---- Estratto del documento
Come state vivendo la crisi internazionale causata dal Coronavirus?

“Noi abbiamo chiuso il locale il 13 marzo, il 90% delle attività è chiuso e in giro c’ è pochissima gente: anche se non era obbligatorio, tutti si sono chiusi in casa grazie a un senso di responsabilità individuale molto elevato. Aspettiamo indicazioni dal Governo sulla riapertura, intanto ci stiamo avvicinando al picco anche se qui abbiamo numeri completamente diversi dall’ Italia. Viviamo giorno per giorno e non abbiamo nessuna certezza sul quando si riaprirà e su come si riaprirà; vedo una grande voglia di ripresa, soprattutto in questi giorni con il bel tempo. Il problema è l’ incertezza sulle precauzioni che saranno prese: si parla di distanze fra i tavoli e sanificazione”.

Avete pensato al delivery?

“Nella mia realtà abbiamo già pochi coperti, non abbiamo pensato al delivery perché non è nel nostro concetto di ristorazione e in generale il delivery non garantirà l’ inquadramento un bilancio aziendale: aiuterà ma non è la soluzione. In futuro ci sarà sicuramente uno sviluppo del delivery per alcune aziende ma credo che non sia giusto snaturarsi. Credo che un buon aiuto può venire dalla tecnologia”.

Pizza con le capesante

In che modo?

“Io credo molto nel supporto delle tecnologie, purchè affianchino l’ artigianalità. Qui, oltre alle prenotazioni esterne che già sono regolate via web, anche iI flusso interno è tutto on line: tu entri e attraverso un display controlli la disponibilità dei coperti, perché anche il tavolo è un prodotto in vendita che può non essere disponibile. In ogni caso, il 70% delle prenotazioni è on line”.

Magari anche in Italia si potrà pensare di usare di più il digitale a servizio della ristorazione. Quali altri aspetti della ristorazione norvegese potrebbero risultare utili anche da noi?
--------
● Cosa fare: Per favore, ricopia parola per parola il passo dell'intervista che parte da "Avete pensato al" e va avanti fino a "In che modo?". Le voci qui sotto non hanno nulla a che vedere con l'intervista.
---- Materiale fornito
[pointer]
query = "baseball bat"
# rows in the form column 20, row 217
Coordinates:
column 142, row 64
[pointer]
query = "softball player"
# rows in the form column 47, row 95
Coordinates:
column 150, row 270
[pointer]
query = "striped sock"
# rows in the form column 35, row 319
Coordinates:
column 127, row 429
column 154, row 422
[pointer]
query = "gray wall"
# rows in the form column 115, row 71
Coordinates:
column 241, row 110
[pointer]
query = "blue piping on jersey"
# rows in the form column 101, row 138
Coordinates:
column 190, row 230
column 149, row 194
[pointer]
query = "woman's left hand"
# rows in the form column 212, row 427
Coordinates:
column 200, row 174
--------
---- Materiale fornito
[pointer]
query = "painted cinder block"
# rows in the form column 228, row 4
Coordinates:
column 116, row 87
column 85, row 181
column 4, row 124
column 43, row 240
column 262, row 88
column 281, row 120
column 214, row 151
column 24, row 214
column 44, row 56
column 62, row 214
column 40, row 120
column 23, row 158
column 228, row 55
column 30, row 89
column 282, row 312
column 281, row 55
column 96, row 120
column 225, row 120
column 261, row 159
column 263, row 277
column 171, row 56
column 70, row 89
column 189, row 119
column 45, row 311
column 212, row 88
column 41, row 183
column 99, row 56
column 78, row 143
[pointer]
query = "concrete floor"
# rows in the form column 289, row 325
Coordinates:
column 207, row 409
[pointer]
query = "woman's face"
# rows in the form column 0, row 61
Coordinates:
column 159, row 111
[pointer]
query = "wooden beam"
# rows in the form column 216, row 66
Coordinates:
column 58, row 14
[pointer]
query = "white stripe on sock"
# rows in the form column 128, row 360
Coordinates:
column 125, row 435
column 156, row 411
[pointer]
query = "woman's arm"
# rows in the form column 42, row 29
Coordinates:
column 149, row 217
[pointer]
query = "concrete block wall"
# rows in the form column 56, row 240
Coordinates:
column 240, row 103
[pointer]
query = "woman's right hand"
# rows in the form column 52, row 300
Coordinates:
--------
● Spazio risposta:
Avete pensato al delivery?

“Nella mia realtà abbiamo già pochi coperti, non abbiamo pensato al delivery perché non è nel nostro concetto di ristorazione e in generale il delivery non garantirà l’ inquadramento un bilancio aziendale: aiuterà ma non è la soluzione. In futuro ci sarà sicuramente uno sviluppo del delivery per alcune aziende ma credo che non sia giusto snaturarsi. Credo che un buon aiuto può venire dalla tecnologia”.

Pizza con le capesante

In che modo?